- Material

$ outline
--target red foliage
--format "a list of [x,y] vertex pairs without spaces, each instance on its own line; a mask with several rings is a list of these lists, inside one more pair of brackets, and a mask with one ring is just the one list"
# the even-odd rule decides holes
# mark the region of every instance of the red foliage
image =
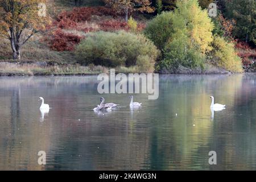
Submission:
[[65,33],[58,28],[51,39],[51,48],[57,51],[73,51],[75,46],[79,43],[82,38],[72,34]]
[[244,42],[237,42],[236,48],[238,49],[238,55],[242,58],[243,65],[251,64],[256,57],[256,49],[253,49]]
[[104,31],[114,31],[119,30],[127,31],[129,29],[126,22],[115,19],[102,22],[100,25],[101,30]]
[[60,28],[75,28],[77,26],[77,23],[68,18],[64,18],[59,22],[55,23],[57,27]]
[[139,31],[142,31],[144,29],[145,29],[146,27],[146,23],[139,23],[138,24],[137,30]]
[[75,22],[89,21],[92,15],[115,16],[116,14],[112,9],[103,6],[75,7],[72,11],[61,13],[57,16],[57,20],[68,19]]

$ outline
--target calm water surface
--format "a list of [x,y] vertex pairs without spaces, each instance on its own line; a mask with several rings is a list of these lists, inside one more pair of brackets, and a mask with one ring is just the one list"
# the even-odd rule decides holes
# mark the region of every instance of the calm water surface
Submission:
[[[256,75],[161,76],[158,100],[134,94],[143,107],[131,110],[128,94],[105,94],[121,105],[105,113],[92,110],[102,96],[97,84],[96,76],[0,78],[0,169],[256,170]],[[212,113],[212,95],[225,110]]]

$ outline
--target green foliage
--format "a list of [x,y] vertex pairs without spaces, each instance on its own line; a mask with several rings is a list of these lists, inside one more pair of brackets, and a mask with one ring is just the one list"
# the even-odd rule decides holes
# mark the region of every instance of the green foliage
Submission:
[[189,44],[189,36],[179,31],[175,33],[164,50],[164,59],[162,66],[174,72],[182,65],[187,68],[201,67],[203,68],[204,56]]
[[128,20],[127,25],[132,32],[135,32],[137,31],[137,22],[132,16]]
[[163,3],[162,2],[162,0],[156,0],[156,6],[158,14],[160,14],[162,10],[163,9]]
[[172,16],[172,12],[163,12],[151,20],[144,30],[146,36],[162,51],[174,33]]
[[155,43],[158,43],[156,46],[164,46],[162,67],[174,71],[179,65],[203,68],[205,53],[211,50],[213,24],[196,0],[179,0],[176,6],[174,12],[163,13],[153,19],[146,34]]
[[209,5],[213,2],[213,0],[199,0],[199,5],[203,9],[208,9]]
[[241,40],[256,45],[256,1],[230,0],[226,1],[225,6],[226,15],[237,23],[233,35]]
[[86,65],[130,67],[138,64],[144,72],[152,72],[159,52],[144,36],[121,31],[88,34],[77,46],[75,55],[80,63]]
[[212,43],[212,63],[233,72],[242,72],[242,60],[236,52],[234,45],[222,38],[216,36]]

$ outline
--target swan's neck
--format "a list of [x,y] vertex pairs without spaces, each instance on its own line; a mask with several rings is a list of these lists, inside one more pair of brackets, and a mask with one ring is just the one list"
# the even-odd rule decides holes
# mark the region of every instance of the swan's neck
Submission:
[[213,106],[214,105],[214,98],[213,98],[212,99],[212,104],[210,105],[210,106],[212,107],[212,106]]
[[132,105],[133,103],[133,98],[131,97],[131,102],[130,102],[130,105]]
[[41,106],[43,106],[44,104],[44,99],[43,98],[43,99],[42,100]]

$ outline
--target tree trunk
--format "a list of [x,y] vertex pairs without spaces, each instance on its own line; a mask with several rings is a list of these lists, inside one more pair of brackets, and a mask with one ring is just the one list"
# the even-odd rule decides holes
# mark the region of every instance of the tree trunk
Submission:
[[20,47],[19,43],[16,42],[15,39],[12,39],[10,40],[13,59],[19,60],[20,59]]
[[13,59],[19,60],[20,59],[20,50],[19,48],[18,51],[14,51],[13,53]]
[[125,9],[125,22],[128,22],[128,9]]

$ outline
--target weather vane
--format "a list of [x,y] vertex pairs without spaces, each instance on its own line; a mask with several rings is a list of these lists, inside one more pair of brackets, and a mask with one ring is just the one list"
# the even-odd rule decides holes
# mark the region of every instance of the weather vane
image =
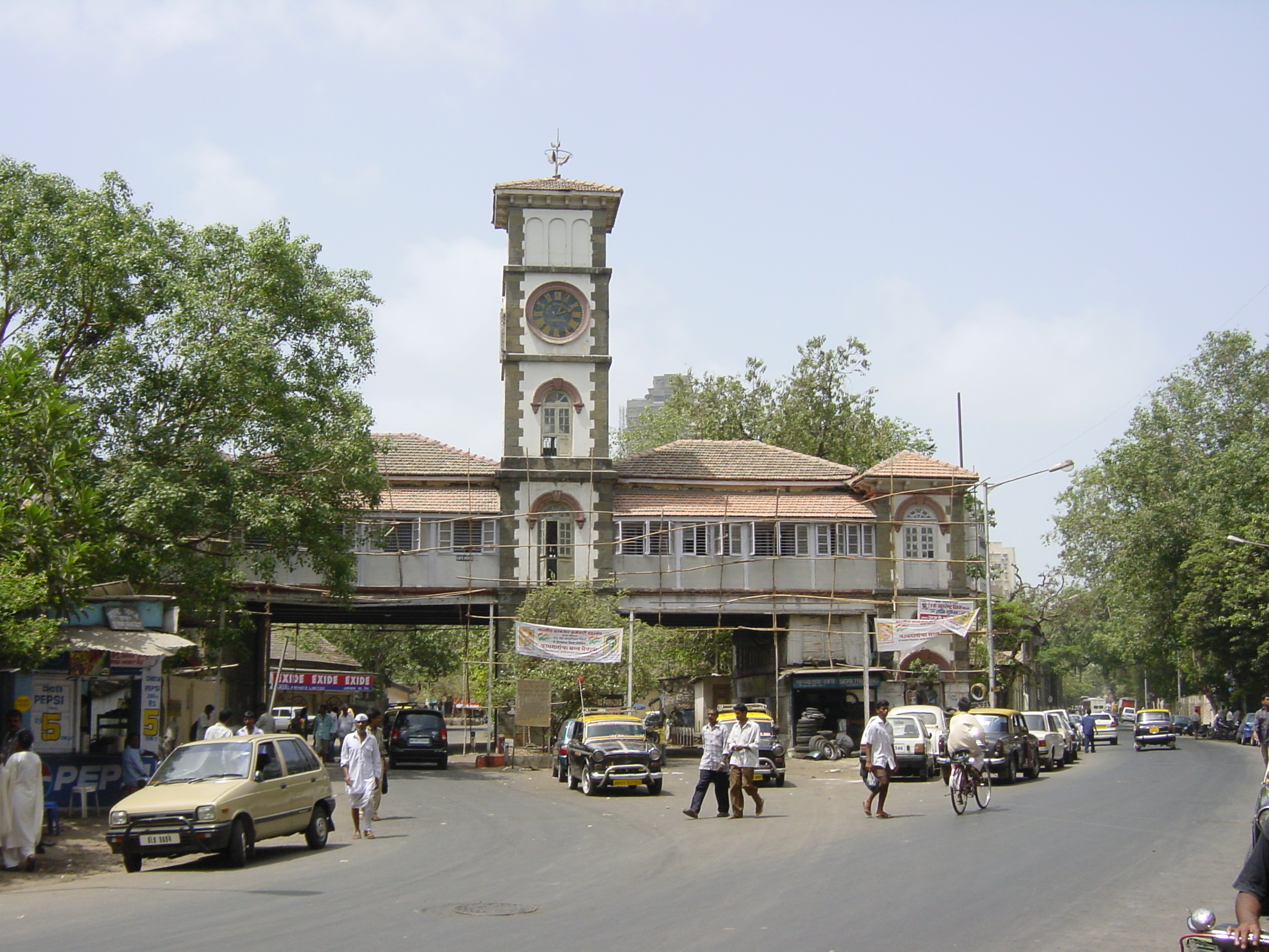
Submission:
[[566,161],[572,159],[572,152],[566,152],[560,149],[560,129],[556,129],[556,141],[551,143],[551,149],[547,150],[547,161],[555,166],[556,174],[552,178],[560,178],[560,166]]

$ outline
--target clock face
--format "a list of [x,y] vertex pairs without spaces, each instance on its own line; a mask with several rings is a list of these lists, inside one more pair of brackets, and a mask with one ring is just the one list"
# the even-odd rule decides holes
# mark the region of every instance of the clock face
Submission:
[[529,306],[529,326],[542,338],[561,343],[572,340],[586,325],[586,306],[570,287],[548,286]]

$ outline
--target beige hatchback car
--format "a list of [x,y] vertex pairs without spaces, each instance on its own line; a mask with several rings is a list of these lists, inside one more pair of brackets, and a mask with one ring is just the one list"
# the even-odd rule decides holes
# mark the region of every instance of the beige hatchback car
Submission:
[[188,853],[222,853],[230,866],[245,866],[272,836],[303,833],[310,849],[321,849],[334,815],[330,777],[302,737],[197,740],[114,805],[105,839],[128,872],[146,857]]

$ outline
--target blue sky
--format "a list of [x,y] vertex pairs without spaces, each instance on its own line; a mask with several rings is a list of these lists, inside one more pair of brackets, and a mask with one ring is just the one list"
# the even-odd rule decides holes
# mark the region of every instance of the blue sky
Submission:
[[[377,428],[497,456],[490,189],[560,128],[626,189],[614,405],[855,335],[953,462],[961,391],[1000,480],[1090,462],[1207,331],[1264,334],[1266,30],[1235,0],[0,0],[0,151],[288,217],[374,274]],[[1027,576],[1065,481],[992,496]]]

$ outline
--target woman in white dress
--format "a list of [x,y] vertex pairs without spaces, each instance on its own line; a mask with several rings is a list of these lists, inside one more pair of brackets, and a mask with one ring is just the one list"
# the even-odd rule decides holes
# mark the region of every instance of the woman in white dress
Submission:
[[18,734],[13,755],[5,760],[4,786],[5,821],[0,823],[4,831],[4,868],[23,867],[27,872],[36,869],[36,844],[39,843],[39,830],[44,825],[44,765],[39,754],[30,749],[34,735],[24,730]]

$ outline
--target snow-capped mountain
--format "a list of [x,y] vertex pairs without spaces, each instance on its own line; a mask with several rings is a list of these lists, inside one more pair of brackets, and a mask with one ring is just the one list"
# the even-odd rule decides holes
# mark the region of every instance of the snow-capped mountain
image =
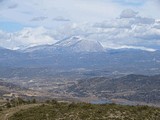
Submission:
[[103,52],[104,48],[98,41],[90,41],[80,36],[73,36],[55,43],[57,48],[72,52]]
[[41,45],[30,47],[24,52],[104,52],[105,49],[98,41],[91,41],[80,36],[72,36],[68,39],[61,40],[53,45]]

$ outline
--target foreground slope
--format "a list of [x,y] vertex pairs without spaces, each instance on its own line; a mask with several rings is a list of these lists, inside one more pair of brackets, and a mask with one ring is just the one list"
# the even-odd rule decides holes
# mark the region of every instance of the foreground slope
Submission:
[[147,106],[43,104],[17,112],[9,120],[159,120],[160,109]]

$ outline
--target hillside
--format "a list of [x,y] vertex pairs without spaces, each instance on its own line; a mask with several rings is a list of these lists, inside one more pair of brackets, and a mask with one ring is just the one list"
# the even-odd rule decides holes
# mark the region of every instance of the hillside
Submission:
[[147,106],[50,103],[21,110],[8,120],[158,120],[160,109]]
[[159,75],[133,74],[118,78],[94,77],[82,79],[68,88],[68,92],[76,97],[95,95],[107,100],[124,99],[152,104],[160,104],[159,91]]

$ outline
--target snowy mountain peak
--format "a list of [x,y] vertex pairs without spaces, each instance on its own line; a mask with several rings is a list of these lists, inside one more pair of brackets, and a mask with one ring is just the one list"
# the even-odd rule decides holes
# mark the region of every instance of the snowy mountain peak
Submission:
[[91,41],[80,36],[72,36],[69,39],[55,44],[59,48],[65,48],[72,52],[103,52],[104,48],[98,41]]

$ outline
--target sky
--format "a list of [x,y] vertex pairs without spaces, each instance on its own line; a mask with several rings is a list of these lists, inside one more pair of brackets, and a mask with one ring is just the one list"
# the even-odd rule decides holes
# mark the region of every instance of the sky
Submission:
[[0,46],[54,44],[81,35],[101,39],[105,47],[157,49],[158,11],[160,0],[0,0]]

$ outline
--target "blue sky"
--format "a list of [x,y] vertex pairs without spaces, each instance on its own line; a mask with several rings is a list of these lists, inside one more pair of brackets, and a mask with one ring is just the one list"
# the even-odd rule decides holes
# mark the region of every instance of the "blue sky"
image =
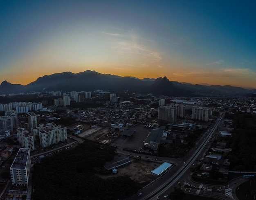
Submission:
[[255,1],[2,0],[0,82],[88,70],[256,88]]

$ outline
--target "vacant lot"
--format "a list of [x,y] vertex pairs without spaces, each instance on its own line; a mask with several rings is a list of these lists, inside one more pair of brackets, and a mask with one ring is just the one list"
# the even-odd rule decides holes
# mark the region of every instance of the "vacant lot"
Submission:
[[159,163],[155,163],[140,160],[132,159],[132,162],[128,165],[117,168],[117,173],[107,176],[100,176],[102,178],[111,176],[128,175],[131,179],[141,183],[150,182],[157,177],[151,174],[151,171],[157,167]]

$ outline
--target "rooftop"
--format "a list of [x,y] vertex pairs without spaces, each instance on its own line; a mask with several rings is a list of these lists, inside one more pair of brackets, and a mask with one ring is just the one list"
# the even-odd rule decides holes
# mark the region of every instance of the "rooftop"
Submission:
[[20,148],[10,169],[25,169],[29,148]]

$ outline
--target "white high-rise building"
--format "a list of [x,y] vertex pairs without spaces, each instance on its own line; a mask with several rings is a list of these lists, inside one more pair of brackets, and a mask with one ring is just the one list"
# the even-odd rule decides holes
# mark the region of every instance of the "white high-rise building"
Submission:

- Exercise directions
Which lines in the entries above contain the string "foreground"? Copy each of those lines, treating uppercase and lowercase as different.

- Result of the exercise
--target foreground slope
# mark the region of every instance of the foreground slope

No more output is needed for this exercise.